__Written exercise a__
Decide whether each statement below agrees with the page on Delta Live Tables that follows. Answer yes or no for each, and quote the words of the page that decide it.
(i) A Live Table is recomputed from scratch on each pipeline run.
(ii) Expectations can only issue warnings and cannot fail the pipeline.
(iii) The raw_customer_events table loads its source files in CSV format.
-- Passage to read start --
Advanced

ML Pipelines & Automation

Master Delta Live Tables, Databricks Workflows, and CI/CD patterns for production ML — covering approximately 20% of the exam (ML Pipelines & Production domain).

Delta Live Tables (DLT)

Delta Live Tables is a declarative framework for building reliable, maintainable data pipelines. For ML, DLT is commonly used to prepare and transform feature data before it enters the Feature Store or training pipeline.

DLT Core Concepts

  • Live Table — A materialized view defined with @dlt.table that is recomputed from scratch on each pipeline run
  • Streaming Live Table — An incrementally updated table defined with @dlt.table that reads from a streaming source
  • Expectations — Data quality constraints that can warn, drop invalid rows, or fail the pipeline
  • Pipeline — A DAG of tables and views that DLT manages as a unit

DLT for ML Feature Preparation

import dlt
from pyspark.sql.functions import col, avg, count, datediff, current_date

@dlt.table(
    comment="Raw customer events from streaming source",
    table_properties={"quality": "bronze"}
)
def raw_customer_events():
    return spark.readStream.format("cloudFiles") \
        .option("cloudFiles.format", "json") \
        .load("/data/customer_events/")
-- Passage to read end --
__Written exercise b__
List every line of the rows below that contains the string "blue".
-- Records to process start --
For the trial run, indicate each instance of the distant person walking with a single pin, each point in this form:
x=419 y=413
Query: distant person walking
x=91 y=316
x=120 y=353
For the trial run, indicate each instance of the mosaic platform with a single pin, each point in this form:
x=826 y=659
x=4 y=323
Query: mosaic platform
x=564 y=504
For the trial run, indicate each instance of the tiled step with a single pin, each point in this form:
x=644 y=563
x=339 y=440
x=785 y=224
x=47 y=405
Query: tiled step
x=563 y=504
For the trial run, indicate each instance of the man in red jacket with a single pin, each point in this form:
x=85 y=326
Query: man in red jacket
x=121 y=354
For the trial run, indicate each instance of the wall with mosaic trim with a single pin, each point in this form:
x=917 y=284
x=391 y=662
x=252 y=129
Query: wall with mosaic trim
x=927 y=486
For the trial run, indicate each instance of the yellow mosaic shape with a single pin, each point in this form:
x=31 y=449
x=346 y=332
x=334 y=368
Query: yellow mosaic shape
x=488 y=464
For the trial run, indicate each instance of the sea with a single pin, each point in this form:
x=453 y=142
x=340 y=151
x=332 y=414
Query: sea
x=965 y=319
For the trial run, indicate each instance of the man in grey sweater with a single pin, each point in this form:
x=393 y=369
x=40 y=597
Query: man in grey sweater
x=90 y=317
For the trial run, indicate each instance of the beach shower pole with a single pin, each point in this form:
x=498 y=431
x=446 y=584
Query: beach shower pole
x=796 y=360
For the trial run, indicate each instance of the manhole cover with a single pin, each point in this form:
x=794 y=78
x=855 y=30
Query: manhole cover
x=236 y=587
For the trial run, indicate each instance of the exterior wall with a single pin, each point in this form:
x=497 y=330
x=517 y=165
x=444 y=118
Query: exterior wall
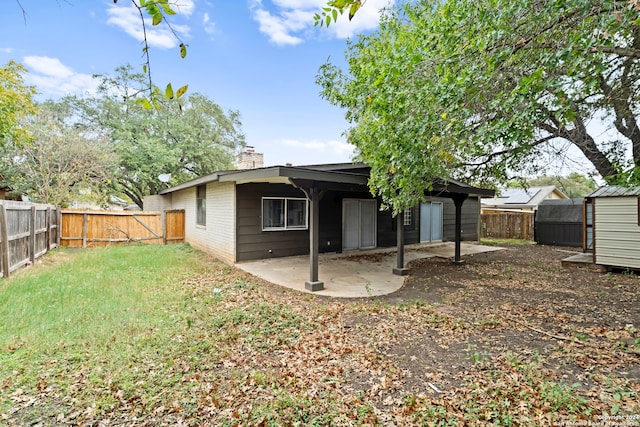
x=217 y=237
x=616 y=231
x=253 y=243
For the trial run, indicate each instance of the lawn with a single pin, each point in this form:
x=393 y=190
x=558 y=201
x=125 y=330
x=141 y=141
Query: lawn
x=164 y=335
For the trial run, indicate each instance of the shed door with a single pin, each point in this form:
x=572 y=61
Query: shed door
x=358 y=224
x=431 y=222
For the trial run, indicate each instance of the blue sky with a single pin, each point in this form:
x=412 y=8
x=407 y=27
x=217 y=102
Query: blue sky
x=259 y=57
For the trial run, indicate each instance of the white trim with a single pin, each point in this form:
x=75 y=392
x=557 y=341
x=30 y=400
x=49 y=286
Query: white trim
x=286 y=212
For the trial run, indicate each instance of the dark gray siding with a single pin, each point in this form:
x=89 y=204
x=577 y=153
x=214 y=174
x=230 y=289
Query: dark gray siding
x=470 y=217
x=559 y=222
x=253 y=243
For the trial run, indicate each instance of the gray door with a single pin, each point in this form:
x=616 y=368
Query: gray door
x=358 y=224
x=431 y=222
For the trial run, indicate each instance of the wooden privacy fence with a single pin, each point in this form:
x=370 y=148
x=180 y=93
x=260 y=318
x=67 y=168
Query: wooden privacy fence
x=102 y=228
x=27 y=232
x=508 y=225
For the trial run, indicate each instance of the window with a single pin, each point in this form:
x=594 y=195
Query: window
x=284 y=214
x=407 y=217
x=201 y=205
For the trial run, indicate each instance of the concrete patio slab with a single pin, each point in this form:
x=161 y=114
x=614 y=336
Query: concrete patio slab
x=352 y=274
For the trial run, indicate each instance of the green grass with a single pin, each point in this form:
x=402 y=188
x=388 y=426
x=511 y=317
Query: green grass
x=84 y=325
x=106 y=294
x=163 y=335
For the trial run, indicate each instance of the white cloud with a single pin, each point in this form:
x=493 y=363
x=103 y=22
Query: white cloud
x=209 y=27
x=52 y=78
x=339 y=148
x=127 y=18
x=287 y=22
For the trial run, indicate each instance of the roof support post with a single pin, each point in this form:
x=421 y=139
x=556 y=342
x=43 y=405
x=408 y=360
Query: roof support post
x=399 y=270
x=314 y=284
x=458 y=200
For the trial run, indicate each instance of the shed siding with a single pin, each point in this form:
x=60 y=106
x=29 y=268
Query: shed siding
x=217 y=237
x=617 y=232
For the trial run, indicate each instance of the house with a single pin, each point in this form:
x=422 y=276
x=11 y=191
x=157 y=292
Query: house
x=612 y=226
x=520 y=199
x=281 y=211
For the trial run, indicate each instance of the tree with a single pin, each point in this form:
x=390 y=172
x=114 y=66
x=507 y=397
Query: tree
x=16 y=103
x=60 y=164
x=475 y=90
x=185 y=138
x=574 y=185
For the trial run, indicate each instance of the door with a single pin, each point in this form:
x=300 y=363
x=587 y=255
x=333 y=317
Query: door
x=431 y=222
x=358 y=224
-- Records to process end --
__Correct response a__
(i) Yes: "recomputed from scratch on each pipeline run"
(ii) No: "Data quality constraints that can warn, drop invalid rows, or fail the pipeline"
(iii) No: ".option("cloudFiles.format", "json")"

__Correct response b__
For the trial run, indicate each instance of the blue sky with a single pin, each point in this form:
Query: blue sky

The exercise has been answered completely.